Activity
Filter the records below for the word "clicks". Keep each line that has it.

Collected data:

- - - - - - -

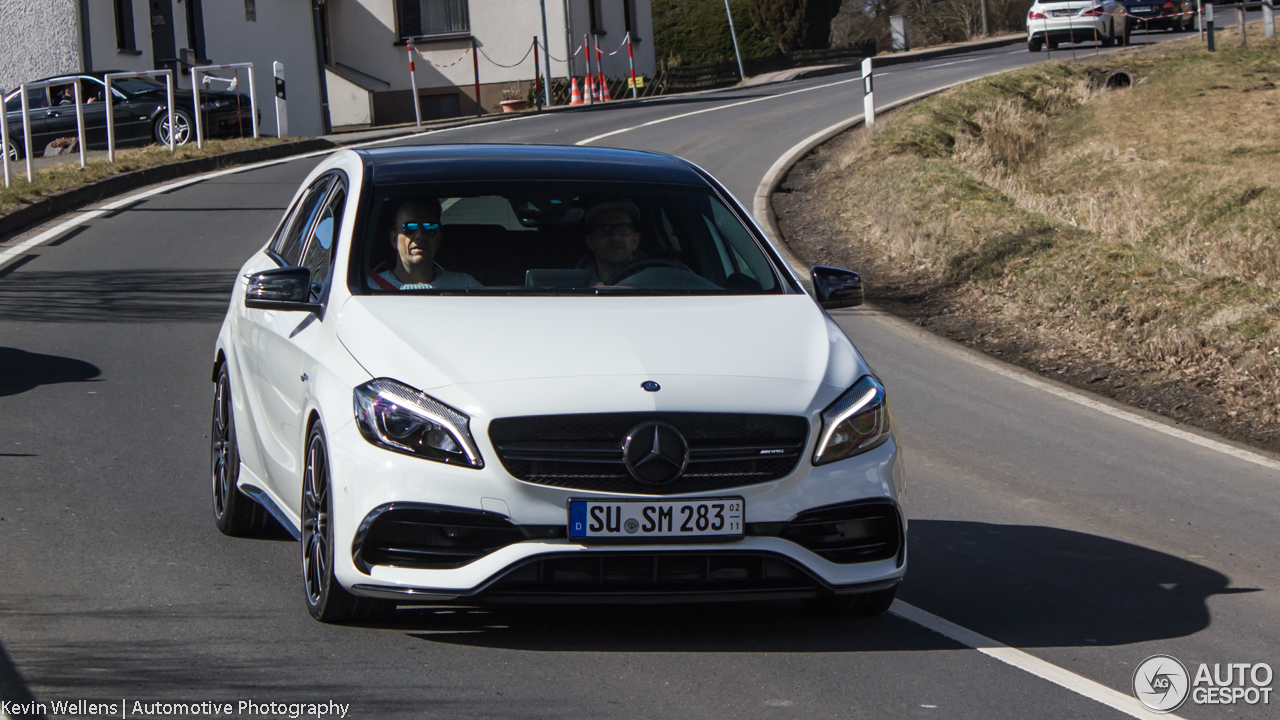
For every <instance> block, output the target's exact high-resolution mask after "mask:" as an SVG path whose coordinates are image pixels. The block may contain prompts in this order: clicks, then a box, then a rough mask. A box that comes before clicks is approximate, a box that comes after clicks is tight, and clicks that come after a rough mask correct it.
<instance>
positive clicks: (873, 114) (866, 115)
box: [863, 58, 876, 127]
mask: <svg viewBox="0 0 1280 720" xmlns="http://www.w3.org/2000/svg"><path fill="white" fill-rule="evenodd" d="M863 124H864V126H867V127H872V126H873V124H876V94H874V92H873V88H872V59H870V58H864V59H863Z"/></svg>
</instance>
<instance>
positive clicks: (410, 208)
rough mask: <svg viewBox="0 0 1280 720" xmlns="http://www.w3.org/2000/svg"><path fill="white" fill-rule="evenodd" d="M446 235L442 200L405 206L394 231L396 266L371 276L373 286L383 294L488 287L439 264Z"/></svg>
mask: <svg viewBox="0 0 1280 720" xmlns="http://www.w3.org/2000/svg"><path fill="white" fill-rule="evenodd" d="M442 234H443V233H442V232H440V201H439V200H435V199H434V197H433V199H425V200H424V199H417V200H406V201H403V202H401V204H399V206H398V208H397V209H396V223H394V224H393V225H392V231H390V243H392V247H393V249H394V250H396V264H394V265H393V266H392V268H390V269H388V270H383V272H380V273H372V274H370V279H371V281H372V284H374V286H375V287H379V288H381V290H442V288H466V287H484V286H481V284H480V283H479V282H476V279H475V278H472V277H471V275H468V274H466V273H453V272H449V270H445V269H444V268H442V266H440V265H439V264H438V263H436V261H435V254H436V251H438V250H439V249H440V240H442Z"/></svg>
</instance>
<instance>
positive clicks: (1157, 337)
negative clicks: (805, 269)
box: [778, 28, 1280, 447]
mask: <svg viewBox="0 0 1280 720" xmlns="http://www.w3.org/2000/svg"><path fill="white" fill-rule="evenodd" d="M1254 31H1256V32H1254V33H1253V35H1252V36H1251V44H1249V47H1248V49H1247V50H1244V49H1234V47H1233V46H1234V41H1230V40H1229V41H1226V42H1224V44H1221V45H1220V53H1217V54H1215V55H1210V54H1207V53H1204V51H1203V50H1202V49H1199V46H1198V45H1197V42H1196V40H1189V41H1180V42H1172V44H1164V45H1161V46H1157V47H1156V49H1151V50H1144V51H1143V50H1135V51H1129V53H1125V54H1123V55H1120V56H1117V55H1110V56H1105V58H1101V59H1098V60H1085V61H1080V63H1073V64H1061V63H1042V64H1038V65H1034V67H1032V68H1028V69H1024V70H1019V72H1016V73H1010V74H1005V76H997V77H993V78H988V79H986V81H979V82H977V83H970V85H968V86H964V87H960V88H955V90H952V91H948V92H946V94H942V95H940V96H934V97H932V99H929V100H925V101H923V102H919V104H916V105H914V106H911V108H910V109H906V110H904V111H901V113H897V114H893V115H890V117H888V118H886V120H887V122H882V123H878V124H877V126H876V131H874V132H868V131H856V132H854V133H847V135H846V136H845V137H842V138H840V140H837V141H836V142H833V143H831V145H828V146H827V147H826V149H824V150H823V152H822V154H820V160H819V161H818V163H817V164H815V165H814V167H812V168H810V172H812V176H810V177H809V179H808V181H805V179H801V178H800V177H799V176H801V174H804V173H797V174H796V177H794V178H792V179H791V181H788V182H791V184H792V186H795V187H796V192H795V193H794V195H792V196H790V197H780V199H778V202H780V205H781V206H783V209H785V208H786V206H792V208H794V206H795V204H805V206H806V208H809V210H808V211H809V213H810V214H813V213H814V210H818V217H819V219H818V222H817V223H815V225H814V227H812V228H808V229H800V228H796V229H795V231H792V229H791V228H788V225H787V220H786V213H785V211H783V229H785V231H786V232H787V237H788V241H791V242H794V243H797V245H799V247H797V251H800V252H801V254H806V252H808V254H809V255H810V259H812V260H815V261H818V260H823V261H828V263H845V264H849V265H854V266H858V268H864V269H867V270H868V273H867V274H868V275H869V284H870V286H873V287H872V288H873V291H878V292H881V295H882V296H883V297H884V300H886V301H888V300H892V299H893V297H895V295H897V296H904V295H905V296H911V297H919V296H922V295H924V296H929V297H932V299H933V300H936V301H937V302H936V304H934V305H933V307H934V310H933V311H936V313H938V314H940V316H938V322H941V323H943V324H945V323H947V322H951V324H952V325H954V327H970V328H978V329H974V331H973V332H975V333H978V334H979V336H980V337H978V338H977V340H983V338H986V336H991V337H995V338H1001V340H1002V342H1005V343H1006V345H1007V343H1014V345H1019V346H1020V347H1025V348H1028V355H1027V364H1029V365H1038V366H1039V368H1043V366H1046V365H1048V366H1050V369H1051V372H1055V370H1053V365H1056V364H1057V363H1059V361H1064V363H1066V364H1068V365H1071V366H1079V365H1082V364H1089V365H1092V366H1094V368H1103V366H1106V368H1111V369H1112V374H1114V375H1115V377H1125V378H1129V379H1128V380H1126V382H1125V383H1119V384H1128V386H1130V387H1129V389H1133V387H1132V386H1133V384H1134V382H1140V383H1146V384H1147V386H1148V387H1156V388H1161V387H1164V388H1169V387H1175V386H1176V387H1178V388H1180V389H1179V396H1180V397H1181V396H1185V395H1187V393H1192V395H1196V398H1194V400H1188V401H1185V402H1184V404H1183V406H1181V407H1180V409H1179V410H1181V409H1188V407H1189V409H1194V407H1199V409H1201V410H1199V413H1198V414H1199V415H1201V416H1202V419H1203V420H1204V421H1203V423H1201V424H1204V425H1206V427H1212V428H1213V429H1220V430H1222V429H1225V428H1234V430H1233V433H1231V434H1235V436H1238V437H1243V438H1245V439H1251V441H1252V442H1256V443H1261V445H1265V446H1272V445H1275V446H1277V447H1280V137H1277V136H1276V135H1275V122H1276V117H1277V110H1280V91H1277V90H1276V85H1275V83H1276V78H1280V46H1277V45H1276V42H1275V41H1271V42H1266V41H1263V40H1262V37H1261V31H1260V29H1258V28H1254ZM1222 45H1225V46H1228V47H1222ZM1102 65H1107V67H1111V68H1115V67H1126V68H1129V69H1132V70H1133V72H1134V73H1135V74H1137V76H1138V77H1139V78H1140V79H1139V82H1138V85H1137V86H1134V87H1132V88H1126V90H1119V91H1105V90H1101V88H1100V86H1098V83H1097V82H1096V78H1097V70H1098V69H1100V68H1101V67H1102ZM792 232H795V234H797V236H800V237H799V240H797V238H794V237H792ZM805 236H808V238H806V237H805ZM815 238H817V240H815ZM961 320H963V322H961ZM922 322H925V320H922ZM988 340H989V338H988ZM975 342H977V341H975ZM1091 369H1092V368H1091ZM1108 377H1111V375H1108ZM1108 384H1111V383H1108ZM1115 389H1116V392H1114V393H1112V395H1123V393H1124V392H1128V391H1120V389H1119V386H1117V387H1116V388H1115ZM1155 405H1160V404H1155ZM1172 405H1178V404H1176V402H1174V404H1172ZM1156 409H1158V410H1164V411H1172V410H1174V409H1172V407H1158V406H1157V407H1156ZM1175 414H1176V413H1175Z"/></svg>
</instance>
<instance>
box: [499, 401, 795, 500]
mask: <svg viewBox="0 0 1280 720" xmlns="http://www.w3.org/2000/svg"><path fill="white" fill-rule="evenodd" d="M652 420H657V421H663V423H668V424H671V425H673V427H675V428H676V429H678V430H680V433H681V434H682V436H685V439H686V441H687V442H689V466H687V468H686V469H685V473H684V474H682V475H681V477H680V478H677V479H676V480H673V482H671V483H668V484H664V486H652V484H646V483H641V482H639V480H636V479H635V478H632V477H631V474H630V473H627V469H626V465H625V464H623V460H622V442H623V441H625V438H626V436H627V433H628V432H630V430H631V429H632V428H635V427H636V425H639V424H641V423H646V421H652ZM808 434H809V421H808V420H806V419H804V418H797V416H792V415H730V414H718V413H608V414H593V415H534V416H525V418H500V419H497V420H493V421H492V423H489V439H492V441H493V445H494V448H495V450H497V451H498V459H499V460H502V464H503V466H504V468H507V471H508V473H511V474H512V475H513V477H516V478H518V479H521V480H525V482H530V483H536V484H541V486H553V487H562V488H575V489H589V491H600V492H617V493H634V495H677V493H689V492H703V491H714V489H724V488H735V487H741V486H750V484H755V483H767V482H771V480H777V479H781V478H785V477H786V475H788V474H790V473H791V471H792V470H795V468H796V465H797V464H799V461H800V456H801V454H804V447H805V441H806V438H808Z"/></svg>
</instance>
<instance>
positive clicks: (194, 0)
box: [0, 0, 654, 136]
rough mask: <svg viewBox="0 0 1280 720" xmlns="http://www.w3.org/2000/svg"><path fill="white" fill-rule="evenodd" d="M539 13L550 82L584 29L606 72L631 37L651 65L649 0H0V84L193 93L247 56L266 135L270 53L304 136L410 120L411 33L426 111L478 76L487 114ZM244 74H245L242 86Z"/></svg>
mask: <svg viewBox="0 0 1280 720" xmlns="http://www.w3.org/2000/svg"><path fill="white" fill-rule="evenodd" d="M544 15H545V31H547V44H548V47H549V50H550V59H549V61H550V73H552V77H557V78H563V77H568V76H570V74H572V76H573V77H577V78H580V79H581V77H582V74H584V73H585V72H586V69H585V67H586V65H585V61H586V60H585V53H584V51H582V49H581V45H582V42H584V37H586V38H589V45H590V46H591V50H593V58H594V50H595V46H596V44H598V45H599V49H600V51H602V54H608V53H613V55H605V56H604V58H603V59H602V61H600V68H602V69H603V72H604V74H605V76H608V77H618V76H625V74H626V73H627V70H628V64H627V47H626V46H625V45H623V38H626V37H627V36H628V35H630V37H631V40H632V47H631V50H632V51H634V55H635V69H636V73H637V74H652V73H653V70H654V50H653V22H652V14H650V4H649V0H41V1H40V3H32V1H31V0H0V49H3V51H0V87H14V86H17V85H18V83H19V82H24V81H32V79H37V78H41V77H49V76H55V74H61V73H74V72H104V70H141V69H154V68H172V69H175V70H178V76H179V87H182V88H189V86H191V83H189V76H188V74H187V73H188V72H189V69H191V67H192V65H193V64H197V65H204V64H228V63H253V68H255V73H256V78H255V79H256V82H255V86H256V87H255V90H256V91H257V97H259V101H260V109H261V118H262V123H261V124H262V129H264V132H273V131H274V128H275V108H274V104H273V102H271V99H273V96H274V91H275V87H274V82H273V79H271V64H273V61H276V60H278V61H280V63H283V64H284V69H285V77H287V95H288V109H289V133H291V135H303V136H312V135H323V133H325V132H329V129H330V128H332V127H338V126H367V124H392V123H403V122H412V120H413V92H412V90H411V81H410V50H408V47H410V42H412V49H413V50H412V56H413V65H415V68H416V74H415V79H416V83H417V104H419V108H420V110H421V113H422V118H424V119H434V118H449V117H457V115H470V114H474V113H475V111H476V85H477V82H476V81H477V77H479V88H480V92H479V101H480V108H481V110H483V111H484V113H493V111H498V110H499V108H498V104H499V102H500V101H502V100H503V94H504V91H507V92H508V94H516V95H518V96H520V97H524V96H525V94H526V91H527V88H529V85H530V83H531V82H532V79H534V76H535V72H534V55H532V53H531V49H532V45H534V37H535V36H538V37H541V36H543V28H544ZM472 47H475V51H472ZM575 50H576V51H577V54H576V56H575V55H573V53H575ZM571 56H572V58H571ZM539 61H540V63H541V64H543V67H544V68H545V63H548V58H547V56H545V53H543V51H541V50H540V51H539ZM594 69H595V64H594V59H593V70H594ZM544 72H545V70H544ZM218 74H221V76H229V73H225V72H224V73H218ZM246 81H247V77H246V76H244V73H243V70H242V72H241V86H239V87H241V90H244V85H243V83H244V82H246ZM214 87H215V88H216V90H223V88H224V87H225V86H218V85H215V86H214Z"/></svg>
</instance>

- - - - - - -

Expected answer
For every <instance> block, output the target's exact high-resolution mask after "mask:" as an SVG path whose coordinates are image pixels. The block may contain prompts in this order: clicks, then a box, then a rough mask. A box that comes before clicks is approximate, a box that comes after clicks is tight, and clicks that come after a rough mask correct it.
positive clicks: (873, 114) (866, 115)
positive clicks: (410, 208)
positive clicks: (1157, 337)
negative clicks: (805, 269)
positive clicks: (194, 0)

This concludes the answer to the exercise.